## TASK PROMPT
Beginning at the line that contains "indicate the toilet paper roll, one", quote the lines below verbatim and stop after the final line.

## EXERCISE MATERIALS

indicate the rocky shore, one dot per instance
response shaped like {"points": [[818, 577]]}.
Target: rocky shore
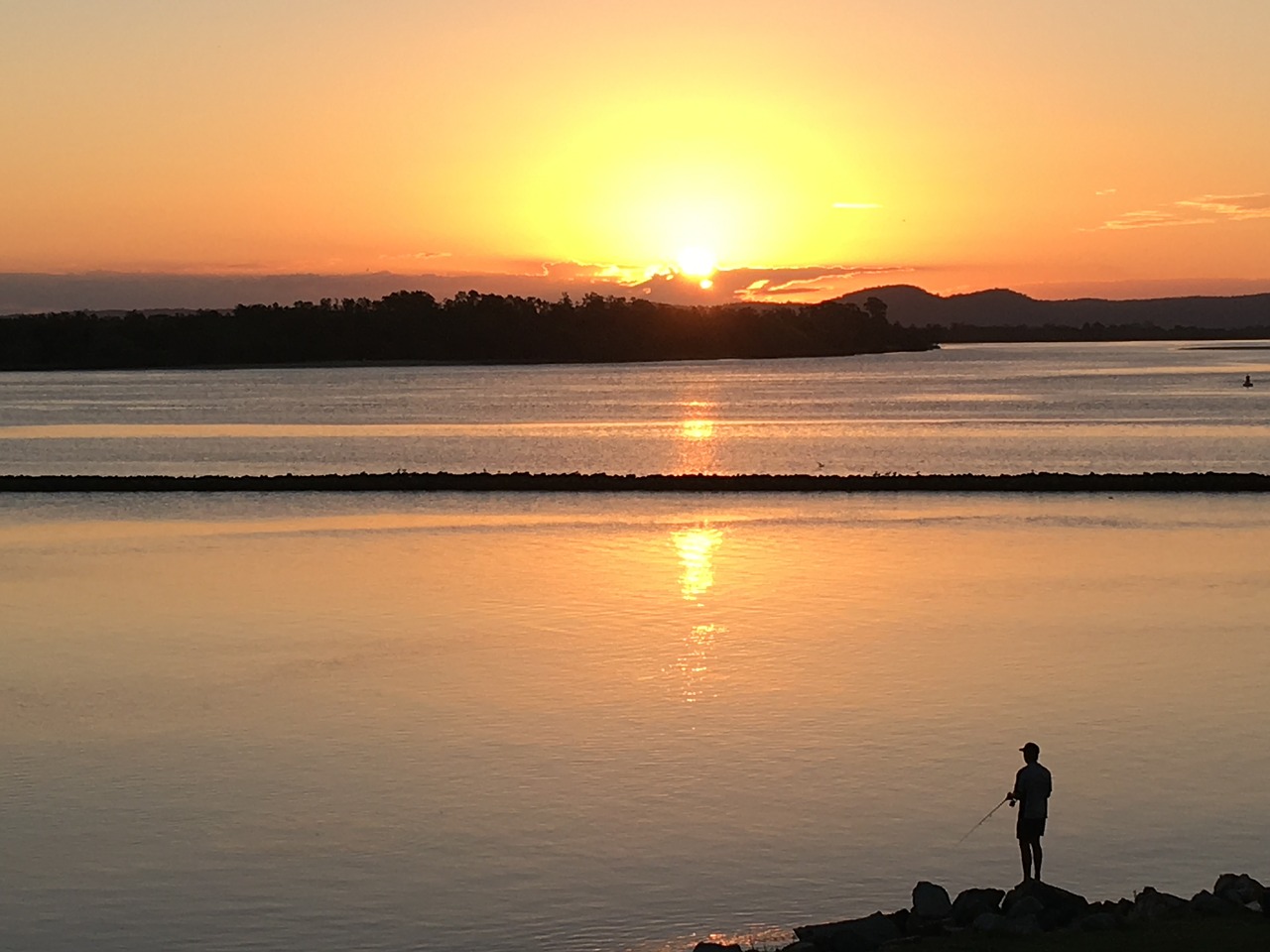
{"points": [[604, 483], [1039, 909]]}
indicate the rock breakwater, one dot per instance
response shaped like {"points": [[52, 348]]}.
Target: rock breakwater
{"points": [[604, 483], [1029, 909]]}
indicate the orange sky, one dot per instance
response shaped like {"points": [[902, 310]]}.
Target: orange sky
{"points": [[807, 149]]}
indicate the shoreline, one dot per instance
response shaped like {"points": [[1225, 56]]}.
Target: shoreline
{"points": [[1233, 915], [400, 481]]}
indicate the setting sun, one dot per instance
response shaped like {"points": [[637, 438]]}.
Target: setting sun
{"points": [[697, 263]]}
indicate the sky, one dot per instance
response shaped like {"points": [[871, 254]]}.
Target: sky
{"points": [[163, 154]]}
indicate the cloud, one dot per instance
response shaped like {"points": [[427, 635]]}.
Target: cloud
{"points": [[762, 285], [416, 257], [1203, 209], [116, 291], [1233, 207]]}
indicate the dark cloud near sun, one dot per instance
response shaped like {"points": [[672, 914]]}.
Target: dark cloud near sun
{"points": [[117, 291]]}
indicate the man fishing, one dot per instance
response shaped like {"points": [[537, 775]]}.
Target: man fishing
{"points": [[1033, 785]]}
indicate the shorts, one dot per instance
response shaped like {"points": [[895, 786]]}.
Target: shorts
{"points": [[1029, 828]]}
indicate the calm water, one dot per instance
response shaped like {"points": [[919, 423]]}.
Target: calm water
{"points": [[617, 722], [1107, 408]]}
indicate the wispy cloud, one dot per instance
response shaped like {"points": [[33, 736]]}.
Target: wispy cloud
{"points": [[414, 257], [1202, 209], [1233, 207], [765, 285]]}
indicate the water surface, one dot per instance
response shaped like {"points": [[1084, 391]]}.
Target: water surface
{"points": [[606, 722]]}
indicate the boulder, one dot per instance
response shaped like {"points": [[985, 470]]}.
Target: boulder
{"points": [[1028, 905], [1152, 904], [931, 901], [973, 902], [1206, 904], [1243, 888], [987, 921], [852, 934], [1058, 906], [1020, 925], [1100, 921], [1005, 925]]}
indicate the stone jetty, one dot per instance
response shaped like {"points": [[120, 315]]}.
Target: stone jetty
{"points": [[1029, 909], [403, 481]]}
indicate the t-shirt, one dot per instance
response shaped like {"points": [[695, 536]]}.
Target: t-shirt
{"points": [[1033, 785]]}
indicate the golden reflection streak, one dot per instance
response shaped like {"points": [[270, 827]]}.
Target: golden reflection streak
{"points": [[697, 548], [697, 560], [697, 436]]}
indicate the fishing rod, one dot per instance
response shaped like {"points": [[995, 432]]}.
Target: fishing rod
{"points": [[983, 820]]}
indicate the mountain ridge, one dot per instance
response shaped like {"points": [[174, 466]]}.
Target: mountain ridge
{"points": [[1002, 307]]}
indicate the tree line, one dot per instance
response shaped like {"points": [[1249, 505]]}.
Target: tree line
{"points": [[467, 327]]}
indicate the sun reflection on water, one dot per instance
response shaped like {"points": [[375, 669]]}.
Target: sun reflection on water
{"points": [[697, 548], [697, 443]]}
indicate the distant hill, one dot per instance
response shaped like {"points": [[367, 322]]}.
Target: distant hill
{"points": [[912, 306]]}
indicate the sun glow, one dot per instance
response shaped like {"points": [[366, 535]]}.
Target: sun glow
{"points": [[698, 263]]}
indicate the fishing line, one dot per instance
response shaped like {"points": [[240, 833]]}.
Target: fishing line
{"points": [[982, 821]]}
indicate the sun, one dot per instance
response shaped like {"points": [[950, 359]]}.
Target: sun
{"points": [[698, 263]]}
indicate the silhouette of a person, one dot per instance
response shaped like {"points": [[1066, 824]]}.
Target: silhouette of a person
{"points": [[1033, 785]]}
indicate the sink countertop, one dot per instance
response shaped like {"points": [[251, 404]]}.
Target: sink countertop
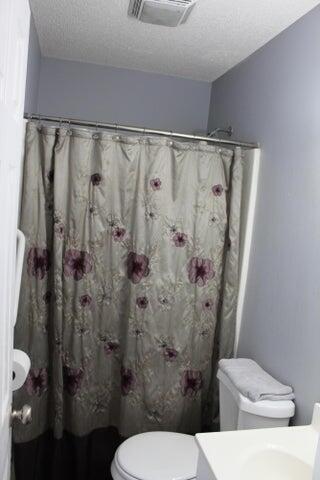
{"points": [[235, 454]]}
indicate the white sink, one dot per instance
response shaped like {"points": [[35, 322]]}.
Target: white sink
{"points": [[268, 454], [273, 463]]}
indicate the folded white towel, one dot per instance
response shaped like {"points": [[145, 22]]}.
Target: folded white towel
{"points": [[253, 382]]}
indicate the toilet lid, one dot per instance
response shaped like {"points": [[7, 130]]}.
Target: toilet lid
{"points": [[159, 456]]}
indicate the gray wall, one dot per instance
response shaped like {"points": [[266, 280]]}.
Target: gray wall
{"points": [[274, 97], [110, 94], [33, 71]]}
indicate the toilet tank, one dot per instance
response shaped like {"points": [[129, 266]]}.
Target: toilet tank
{"points": [[237, 412]]}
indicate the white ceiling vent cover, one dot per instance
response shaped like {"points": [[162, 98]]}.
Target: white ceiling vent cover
{"points": [[170, 13]]}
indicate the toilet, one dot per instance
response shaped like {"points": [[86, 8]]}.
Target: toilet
{"points": [[173, 456]]}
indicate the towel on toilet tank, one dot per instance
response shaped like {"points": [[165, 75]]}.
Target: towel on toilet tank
{"points": [[253, 382]]}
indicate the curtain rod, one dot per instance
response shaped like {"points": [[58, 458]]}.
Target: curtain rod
{"points": [[130, 128]]}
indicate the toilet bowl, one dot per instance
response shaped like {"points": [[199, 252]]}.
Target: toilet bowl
{"points": [[174, 456], [156, 456]]}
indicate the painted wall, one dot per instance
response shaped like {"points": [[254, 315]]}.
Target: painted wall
{"points": [[274, 97], [108, 94], [33, 71]]}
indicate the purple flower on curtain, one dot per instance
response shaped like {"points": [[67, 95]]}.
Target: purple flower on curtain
{"points": [[200, 270], [47, 297], [72, 379], [76, 264], [50, 176], [137, 267], [208, 304], [170, 354], [180, 239], [142, 302], [118, 234], [85, 300], [191, 382], [37, 381], [96, 179], [217, 190], [155, 183], [111, 347], [38, 262], [59, 230], [127, 380]]}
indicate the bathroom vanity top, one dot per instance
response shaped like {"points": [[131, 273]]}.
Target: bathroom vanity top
{"points": [[286, 453]]}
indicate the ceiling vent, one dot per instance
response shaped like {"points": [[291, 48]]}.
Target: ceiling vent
{"points": [[169, 13]]}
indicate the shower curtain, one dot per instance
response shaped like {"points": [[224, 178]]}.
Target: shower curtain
{"points": [[130, 280]]}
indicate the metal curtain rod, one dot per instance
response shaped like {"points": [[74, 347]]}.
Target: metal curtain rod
{"points": [[130, 128]]}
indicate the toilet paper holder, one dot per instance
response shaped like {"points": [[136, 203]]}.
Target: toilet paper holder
{"points": [[24, 415]]}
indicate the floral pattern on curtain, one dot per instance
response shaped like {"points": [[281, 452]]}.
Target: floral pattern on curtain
{"points": [[131, 256]]}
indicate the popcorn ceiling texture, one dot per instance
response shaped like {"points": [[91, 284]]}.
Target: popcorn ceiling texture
{"points": [[218, 35]]}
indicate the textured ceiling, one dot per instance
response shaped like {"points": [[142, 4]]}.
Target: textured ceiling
{"points": [[218, 35]]}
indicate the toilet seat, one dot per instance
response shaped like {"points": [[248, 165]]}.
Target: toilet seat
{"points": [[156, 456]]}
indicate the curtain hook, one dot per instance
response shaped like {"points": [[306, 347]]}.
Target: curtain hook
{"points": [[117, 130]]}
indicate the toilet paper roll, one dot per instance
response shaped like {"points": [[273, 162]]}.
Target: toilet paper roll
{"points": [[21, 367]]}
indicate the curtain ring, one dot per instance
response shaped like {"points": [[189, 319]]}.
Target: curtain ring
{"points": [[117, 128], [39, 126], [69, 131]]}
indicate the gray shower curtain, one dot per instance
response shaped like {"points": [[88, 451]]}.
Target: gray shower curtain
{"points": [[130, 280]]}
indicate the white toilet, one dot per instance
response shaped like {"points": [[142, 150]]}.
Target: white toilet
{"points": [[173, 456]]}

## WRITTEN ANSWER
indicate the toilet paper roll, one dot per instance
response shaped like {"points": [[273, 162]]}.
Target: toilet paper roll
{"points": [[21, 367]]}
indicate the curtain ring, one dot per instance
response shaped like {"points": [[189, 319]]}.
Target: curtain ring
{"points": [[117, 128], [39, 126], [69, 131]]}
indicate the gray shower curtain, one dot per instance
response shaped like {"points": [[88, 451]]}.
Target: gray shower curtain
{"points": [[130, 280]]}
indicate the white toilet, one dot per instance
response shaped like {"points": [[142, 150]]}.
Target: white toilet
{"points": [[173, 456]]}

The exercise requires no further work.